__EXTRACTED ENTRIES__
▼

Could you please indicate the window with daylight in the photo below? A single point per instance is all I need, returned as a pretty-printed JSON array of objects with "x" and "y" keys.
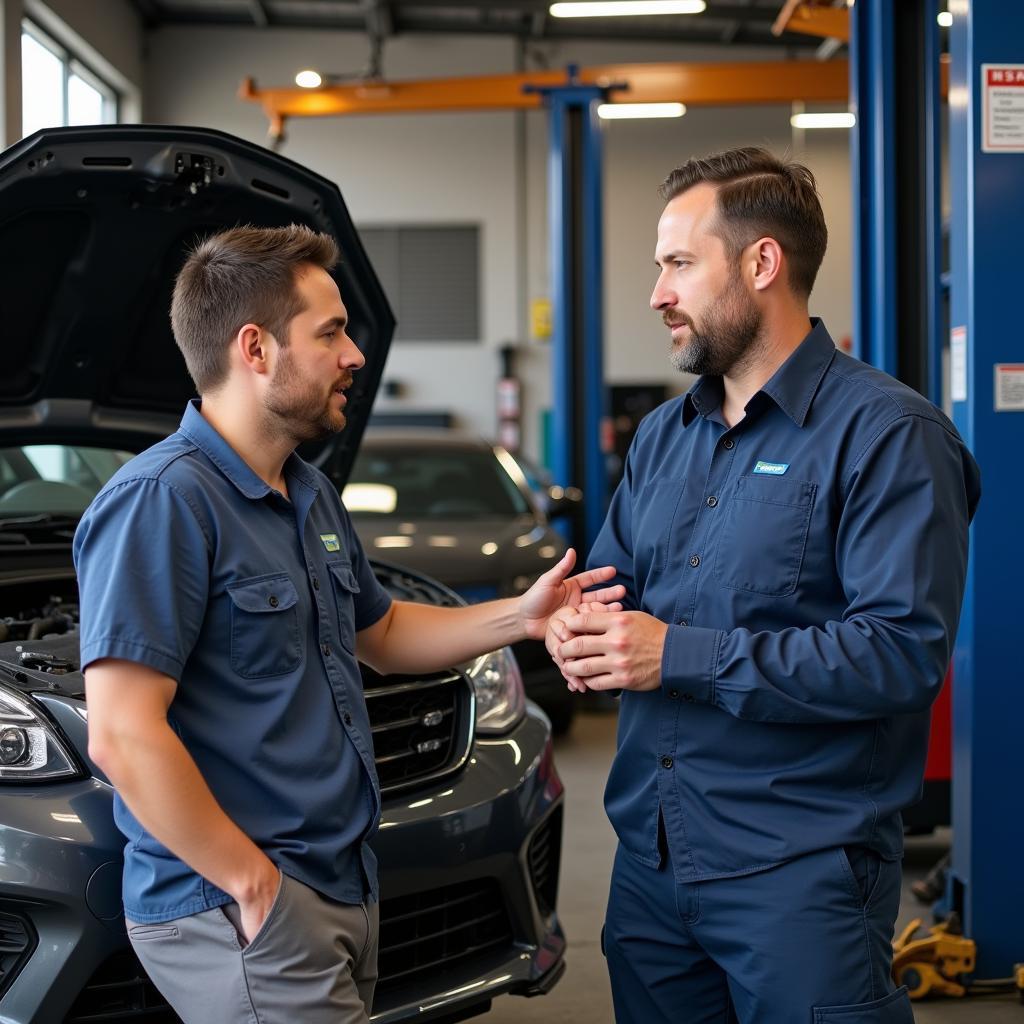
[
  {"x": 431, "y": 276},
  {"x": 57, "y": 89}
]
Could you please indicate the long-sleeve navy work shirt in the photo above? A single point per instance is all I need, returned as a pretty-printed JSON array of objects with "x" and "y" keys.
[{"x": 810, "y": 562}]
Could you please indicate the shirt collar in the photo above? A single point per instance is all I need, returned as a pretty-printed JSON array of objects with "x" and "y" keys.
[
  {"x": 202, "y": 433},
  {"x": 793, "y": 386}
]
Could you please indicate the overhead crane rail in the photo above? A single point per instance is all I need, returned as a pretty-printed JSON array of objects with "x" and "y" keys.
[{"x": 695, "y": 84}]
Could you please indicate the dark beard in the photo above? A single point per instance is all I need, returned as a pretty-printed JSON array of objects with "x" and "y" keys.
[
  {"x": 726, "y": 338},
  {"x": 298, "y": 409}
]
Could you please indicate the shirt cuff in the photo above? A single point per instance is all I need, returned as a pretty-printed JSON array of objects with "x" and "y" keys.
[{"x": 689, "y": 663}]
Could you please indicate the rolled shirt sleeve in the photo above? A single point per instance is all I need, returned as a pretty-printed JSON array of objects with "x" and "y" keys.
[{"x": 142, "y": 558}]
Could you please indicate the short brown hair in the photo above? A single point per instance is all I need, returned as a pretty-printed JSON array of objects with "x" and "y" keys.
[
  {"x": 243, "y": 275},
  {"x": 761, "y": 196}
]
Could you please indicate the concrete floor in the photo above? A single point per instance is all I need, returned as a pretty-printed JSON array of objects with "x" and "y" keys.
[{"x": 583, "y": 995}]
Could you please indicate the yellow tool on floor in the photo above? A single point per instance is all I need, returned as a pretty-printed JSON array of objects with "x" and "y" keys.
[{"x": 934, "y": 965}]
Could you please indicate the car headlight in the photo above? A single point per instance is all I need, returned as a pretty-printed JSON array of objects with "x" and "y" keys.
[
  {"x": 30, "y": 748},
  {"x": 500, "y": 697}
]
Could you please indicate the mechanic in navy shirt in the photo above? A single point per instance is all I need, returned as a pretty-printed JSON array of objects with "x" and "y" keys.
[
  {"x": 225, "y": 601},
  {"x": 793, "y": 536}
]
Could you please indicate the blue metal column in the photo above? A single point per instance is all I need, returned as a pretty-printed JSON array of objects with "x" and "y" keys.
[
  {"x": 987, "y": 884},
  {"x": 576, "y": 246},
  {"x": 873, "y": 181},
  {"x": 933, "y": 283}
]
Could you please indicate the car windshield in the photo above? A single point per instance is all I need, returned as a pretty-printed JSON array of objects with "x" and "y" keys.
[
  {"x": 53, "y": 479},
  {"x": 424, "y": 483}
]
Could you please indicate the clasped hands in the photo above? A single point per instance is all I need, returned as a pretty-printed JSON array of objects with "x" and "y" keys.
[{"x": 595, "y": 643}]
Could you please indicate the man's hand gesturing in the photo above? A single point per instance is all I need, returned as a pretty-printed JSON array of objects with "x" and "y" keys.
[
  {"x": 557, "y": 590},
  {"x": 602, "y": 650}
]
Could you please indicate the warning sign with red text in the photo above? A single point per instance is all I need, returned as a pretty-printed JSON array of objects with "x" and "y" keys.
[{"x": 1003, "y": 113}]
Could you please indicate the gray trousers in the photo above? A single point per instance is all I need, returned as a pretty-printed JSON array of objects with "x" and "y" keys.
[{"x": 313, "y": 961}]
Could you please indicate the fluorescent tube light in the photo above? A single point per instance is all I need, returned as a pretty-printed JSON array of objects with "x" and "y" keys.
[
  {"x": 822, "y": 120},
  {"x": 612, "y": 112},
  {"x": 610, "y": 8}
]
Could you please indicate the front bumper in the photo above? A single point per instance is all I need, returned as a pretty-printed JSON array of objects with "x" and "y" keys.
[{"x": 497, "y": 824}]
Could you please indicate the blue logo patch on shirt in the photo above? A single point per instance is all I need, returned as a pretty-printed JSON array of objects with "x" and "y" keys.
[{"x": 771, "y": 468}]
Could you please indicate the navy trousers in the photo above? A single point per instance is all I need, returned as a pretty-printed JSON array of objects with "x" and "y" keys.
[{"x": 807, "y": 942}]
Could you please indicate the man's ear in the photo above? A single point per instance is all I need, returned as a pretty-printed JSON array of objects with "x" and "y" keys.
[
  {"x": 252, "y": 347},
  {"x": 765, "y": 257}
]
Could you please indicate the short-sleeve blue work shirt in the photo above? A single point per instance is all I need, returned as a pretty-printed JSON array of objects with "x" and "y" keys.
[
  {"x": 189, "y": 563},
  {"x": 810, "y": 562}
]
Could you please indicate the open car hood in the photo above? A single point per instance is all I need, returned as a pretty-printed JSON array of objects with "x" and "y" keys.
[{"x": 94, "y": 224}]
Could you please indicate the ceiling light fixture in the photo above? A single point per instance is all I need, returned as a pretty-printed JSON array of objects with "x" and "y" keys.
[
  {"x": 620, "y": 112},
  {"x": 822, "y": 120},
  {"x": 629, "y": 8}
]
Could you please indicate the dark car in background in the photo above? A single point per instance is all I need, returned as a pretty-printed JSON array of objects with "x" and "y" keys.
[
  {"x": 99, "y": 220},
  {"x": 461, "y": 510}
]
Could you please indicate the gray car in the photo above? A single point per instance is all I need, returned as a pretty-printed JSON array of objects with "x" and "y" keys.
[
  {"x": 461, "y": 510},
  {"x": 95, "y": 223}
]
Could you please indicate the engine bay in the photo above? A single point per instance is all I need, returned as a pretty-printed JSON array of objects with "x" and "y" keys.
[{"x": 39, "y": 638}]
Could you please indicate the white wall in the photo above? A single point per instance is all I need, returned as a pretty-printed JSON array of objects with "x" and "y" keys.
[{"x": 444, "y": 168}]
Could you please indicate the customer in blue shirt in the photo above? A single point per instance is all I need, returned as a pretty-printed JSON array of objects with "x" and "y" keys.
[
  {"x": 225, "y": 601},
  {"x": 793, "y": 538}
]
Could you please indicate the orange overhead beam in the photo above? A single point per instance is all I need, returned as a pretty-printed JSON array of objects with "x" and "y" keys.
[
  {"x": 813, "y": 19},
  {"x": 719, "y": 84}
]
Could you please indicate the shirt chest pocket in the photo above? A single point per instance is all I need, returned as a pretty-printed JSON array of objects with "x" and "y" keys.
[
  {"x": 265, "y": 639},
  {"x": 345, "y": 588},
  {"x": 764, "y": 535}
]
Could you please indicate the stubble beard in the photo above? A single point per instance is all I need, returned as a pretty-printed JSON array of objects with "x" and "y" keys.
[
  {"x": 727, "y": 337},
  {"x": 295, "y": 408}
]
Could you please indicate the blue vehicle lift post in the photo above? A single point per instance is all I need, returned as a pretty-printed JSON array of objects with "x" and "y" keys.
[
  {"x": 987, "y": 876},
  {"x": 576, "y": 246},
  {"x": 894, "y": 92}
]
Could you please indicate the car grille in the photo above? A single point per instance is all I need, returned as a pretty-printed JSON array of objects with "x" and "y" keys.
[
  {"x": 120, "y": 990},
  {"x": 544, "y": 856},
  {"x": 16, "y": 942},
  {"x": 429, "y": 932},
  {"x": 422, "y": 727},
  {"x": 421, "y": 934}
]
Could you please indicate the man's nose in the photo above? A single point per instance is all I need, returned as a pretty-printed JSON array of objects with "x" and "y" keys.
[
  {"x": 662, "y": 297},
  {"x": 351, "y": 357}
]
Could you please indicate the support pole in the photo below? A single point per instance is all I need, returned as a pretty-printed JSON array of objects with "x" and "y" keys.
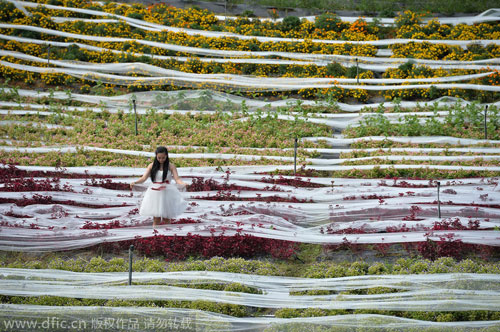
[
  {"x": 135, "y": 112},
  {"x": 485, "y": 122},
  {"x": 439, "y": 202},
  {"x": 295, "y": 157},
  {"x": 130, "y": 257},
  {"x": 357, "y": 71}
]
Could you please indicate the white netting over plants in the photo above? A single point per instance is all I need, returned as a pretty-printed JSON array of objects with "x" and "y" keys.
[
  {"x": 368, "y": 63},
  {"x": 437, "y": 292},
  {"x": 146, "y": 319},
  {"x": 138, "y": 68},
  {"x": 490, "y": 15},
  {"x": 285, "y": 212},
  {"x": 244, "y": 83},
  {"x": 205, "y": 155},
  {"x": 158, "y": 27},
  {"x": 208, "y": 100}
]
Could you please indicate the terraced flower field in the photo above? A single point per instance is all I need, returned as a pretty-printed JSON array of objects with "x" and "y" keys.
[{"x": 385, "y": 218}]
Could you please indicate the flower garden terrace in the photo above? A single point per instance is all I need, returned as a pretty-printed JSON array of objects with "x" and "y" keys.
[
  {"x": 152, "y": 45},
  {"x": 389, "y": 219}
]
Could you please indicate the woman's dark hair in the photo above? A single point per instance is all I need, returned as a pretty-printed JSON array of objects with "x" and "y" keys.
[{"x": 156, "y": 164}]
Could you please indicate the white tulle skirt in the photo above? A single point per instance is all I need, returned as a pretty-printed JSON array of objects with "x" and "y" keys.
[{"x": 163, "y": 200}]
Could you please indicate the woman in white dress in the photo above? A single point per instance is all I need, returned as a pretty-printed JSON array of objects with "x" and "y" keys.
[{"x": 162, "y": 199}]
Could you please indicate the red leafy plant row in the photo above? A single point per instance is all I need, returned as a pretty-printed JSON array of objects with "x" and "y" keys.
[
  {"x": 10, "y": 170},
  {"x": 119, "y": 224},
  {"x": 228, "y": 196},
  {"x": 45, "y": 199},
  {"x": 180, "y": 247},
  {"x": 446, "y": 246},
  {"x": 17, "y": 180}
]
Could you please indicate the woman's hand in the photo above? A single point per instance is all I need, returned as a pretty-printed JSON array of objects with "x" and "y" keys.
[{"x": 181, "y": 183}]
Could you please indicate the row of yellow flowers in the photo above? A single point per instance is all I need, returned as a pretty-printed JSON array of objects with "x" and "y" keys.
[
  {"x": 407, "y": 50},
  {"x": 408, "y": 24},
  {"x": 195, "y": 65}
]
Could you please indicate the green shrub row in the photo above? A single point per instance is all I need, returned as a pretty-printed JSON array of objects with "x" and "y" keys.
[{"x": 262, "y": 267}]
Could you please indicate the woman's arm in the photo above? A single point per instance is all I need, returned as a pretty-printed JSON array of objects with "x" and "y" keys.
[
  {"x": 144, "y": 177},
  {"x": 175, "y": 175}
]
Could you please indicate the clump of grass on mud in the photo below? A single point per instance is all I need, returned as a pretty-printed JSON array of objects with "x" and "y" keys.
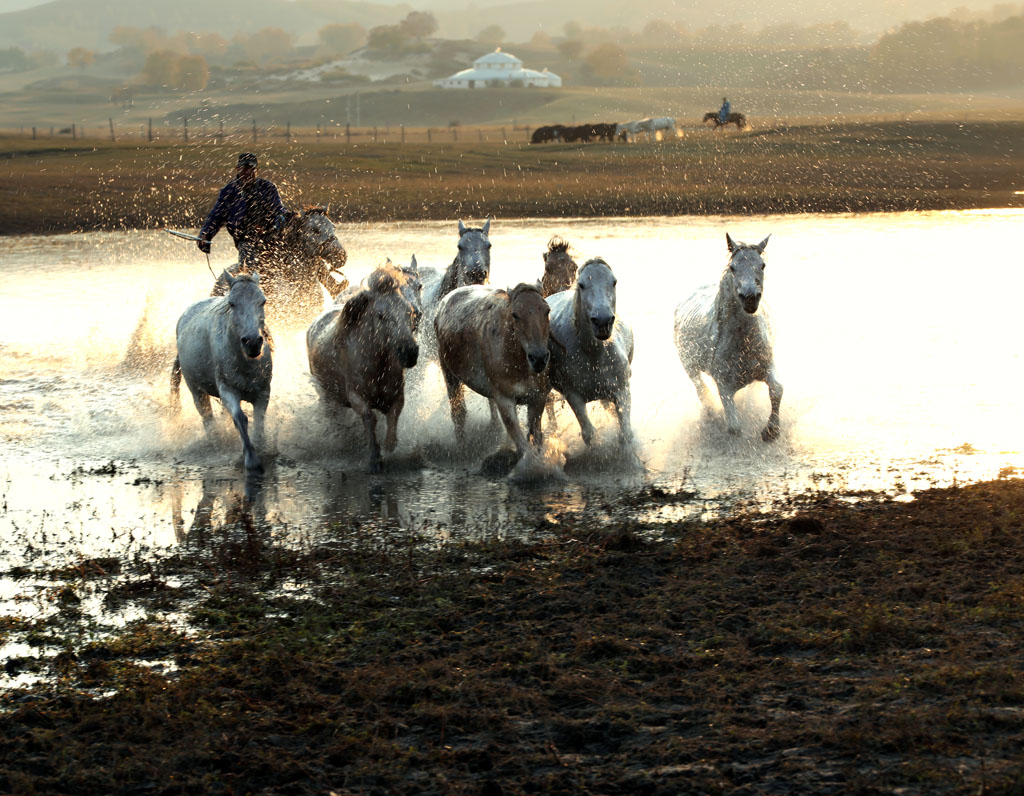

▲

__ACTIVITY__
Your reply should consist only of the lines running from the line with "Could you please indicate the red" to the end of the entries, both included, copied exactly and without any pictures.

__RESULT__
Could you please indicate the red leafy plant row in the photo above? A single point per instance is all I need, returned as a pretty-printed JSON array of objects with "x" and "y" keys.
[
  {"x": 10, "y": 170},
  {"x": 119, "y": 224},
  {"x": 228, "y": 196},
  {"x": 45, "y": 199},
  {"x": 180, "y": 247},
  {"x": 446, "y": 246},
  {"x": 17, "y": 180}
]
Could you please indicate the woman's hand in the photo above? A single point per instance is all I need, returned as a pretty-printed JSON array of objects with "x" and "y" keys.
[{"x": 181, "y": 183}]
Could you please indicate the row of yellow flowers in the photo above? A single point per instance is all I need, returned as a pretty-printed JSON array of objects with "x" and "y" keys.
[
  {"x": 407, "y": 50},
  {"x": 408, "y": 24},
  {"x": 195, "y": 65}
]
Could you please indicate the green shrub row in the photo above? A single point per instance is all I need, returned as a pretty-printed JSON array of objects with "x" and "y" keys.
[{"x": 262, "y": 267}]
Could you please indicate the woman's arm in the photo above? A single point per instance is all I need, returned as a pretty-printed JSON array of objects with "x" and "y" keys.
[
  {"x": 144, "y": 177},
  {"x": 175, "y": 175}
]
Could you please indicate the clump of grass on mud in the photo below? A single point per instance is all I need, returned as a pretty-printed JSON array of objects with "x" and "y" keys.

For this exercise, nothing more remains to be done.